# Hopper vs tube



## h1udd (Sep 1, 2015)

I am about to start restoring a Macap mx? Grinder .... It's missing the hopper

now the hopper is normally 1.4kg and it's stupidly big .... Is it going to cause grinding inconsistency when nearly empty? Do I try and find a 67mm throat short hopper that fits ... Or does that also cause inconsistency when empty .... Am I better off building a tube hopper with a weight to simulate a full hopper ?

cheers


----------



## NickdeBug (Jan 18, 2015)

I use a tube/weight with a Macap MXD.

Very consistent results, +/-0.2g most of time.


----------



## h1udd (Sep 1, 2015)

Oooh any pics or sizing of tube you used ?

mucho thanks


----------



## coffeechap (Apr 5, 2012)

67mm diameter, 100 mm high, perfect for the mx


----------



## NickdeBug (Jan 18, 2015)

67mm diameter, 150mm high

View attachment 17845


----------



## h1udd (Sep 1, 2015)

Cheers guys ... That's ace


----------



## emin-j (Dec 10, 2011)

Sorry to hijack the thread but does anyone know what size tube I need for my SJ and where to purchase from thanks.


----------



## risky (May 11, 2015)

emin-j said:


> Sorry to hijack the thread but does anyone know what size tube I need for my SJ and where to purchase from thanks.


From memory I believe 55mm but you won't be able to get weight on the beans all the way down because of the flats with the screws. There will be popcorning. This is possibly true of all tube/weight setups though.


----------

....

- _EXERCISE SET_
A – Quote everything in the grinder hopper thread from "now the hopper" down to "a Macap MXD.".
B – Gather each line of the entries below that contains the string "branch".

- _SOURCE DATA_
....

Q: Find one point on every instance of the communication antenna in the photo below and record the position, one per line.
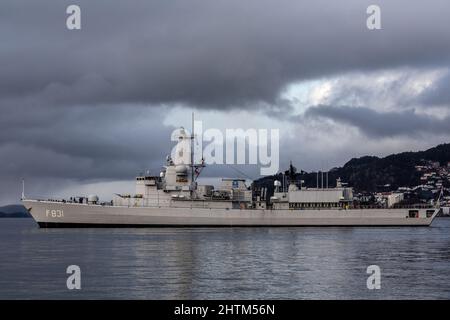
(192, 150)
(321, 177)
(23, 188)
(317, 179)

....

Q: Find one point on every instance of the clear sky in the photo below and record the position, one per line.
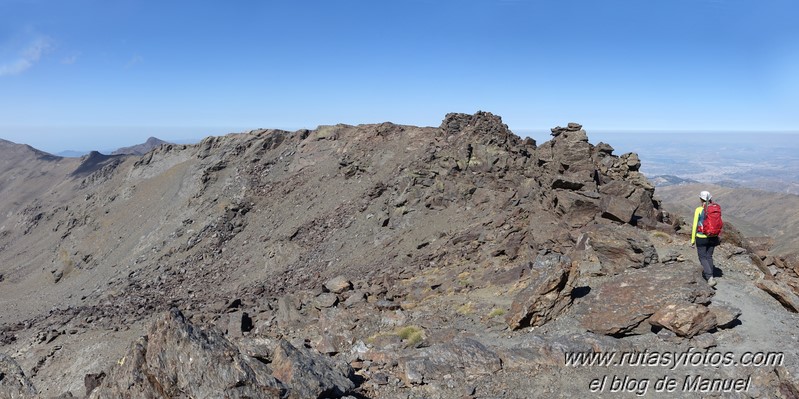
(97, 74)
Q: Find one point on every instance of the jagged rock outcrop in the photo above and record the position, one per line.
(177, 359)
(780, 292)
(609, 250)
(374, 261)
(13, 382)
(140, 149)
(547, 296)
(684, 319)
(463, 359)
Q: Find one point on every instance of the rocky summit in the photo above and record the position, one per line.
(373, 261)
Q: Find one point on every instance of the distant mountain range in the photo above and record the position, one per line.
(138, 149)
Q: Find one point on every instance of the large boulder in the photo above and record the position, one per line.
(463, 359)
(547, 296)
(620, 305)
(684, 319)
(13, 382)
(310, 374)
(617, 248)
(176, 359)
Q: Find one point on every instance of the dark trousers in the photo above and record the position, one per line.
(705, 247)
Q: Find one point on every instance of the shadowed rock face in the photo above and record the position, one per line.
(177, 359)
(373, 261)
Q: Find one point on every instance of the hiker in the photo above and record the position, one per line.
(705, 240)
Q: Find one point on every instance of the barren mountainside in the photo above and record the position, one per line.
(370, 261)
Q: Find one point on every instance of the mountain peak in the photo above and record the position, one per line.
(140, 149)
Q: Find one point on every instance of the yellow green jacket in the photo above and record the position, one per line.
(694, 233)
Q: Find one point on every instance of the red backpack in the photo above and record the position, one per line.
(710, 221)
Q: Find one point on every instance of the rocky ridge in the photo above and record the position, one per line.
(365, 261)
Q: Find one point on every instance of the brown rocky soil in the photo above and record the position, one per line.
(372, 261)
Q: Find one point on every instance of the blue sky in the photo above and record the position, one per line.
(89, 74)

....

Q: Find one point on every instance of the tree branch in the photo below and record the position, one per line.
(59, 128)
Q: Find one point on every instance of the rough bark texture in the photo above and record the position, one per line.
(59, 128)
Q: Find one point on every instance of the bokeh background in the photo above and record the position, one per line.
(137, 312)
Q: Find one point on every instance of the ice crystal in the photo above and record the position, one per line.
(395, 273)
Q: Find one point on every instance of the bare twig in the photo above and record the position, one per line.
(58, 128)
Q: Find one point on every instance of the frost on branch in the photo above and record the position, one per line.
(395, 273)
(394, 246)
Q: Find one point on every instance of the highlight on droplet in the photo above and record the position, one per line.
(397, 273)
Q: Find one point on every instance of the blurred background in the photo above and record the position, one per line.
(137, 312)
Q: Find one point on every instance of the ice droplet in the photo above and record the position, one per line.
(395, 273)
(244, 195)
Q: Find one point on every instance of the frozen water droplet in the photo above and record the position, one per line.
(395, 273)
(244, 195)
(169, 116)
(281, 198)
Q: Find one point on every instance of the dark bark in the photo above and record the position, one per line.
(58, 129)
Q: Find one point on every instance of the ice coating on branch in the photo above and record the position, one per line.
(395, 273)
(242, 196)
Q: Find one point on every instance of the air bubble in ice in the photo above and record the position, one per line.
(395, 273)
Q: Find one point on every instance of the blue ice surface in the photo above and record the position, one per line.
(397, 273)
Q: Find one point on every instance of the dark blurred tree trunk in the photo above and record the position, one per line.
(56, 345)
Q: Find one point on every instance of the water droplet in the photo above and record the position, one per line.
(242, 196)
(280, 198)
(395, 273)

....

- _EXPECTED RESPONSES_
A –
now the hopper is normally 1.4kg and it's stupidly big .... Is it going to cause grinding inconsistency when nearly empty? Do I try and find a 67mm throat short hopper that fits ... Or does that also cause inconsistency when empty .... Am I better off building a tube hopper with a weight to simulate a full hopper ?

cheers


----------



## NickdeBug (Jan 18, 2015)

I use a tube/weight with a Macap MXD.

B –
Q: Find one point on every instance of the tree branch in the photo below and record the position, one per line.
Q: Find one point on every instance of the frost on branch in the photo above and record the position, one per line.
Q: Find one point on every instance of the ice coating on branch in the photo above and record the position, one per line.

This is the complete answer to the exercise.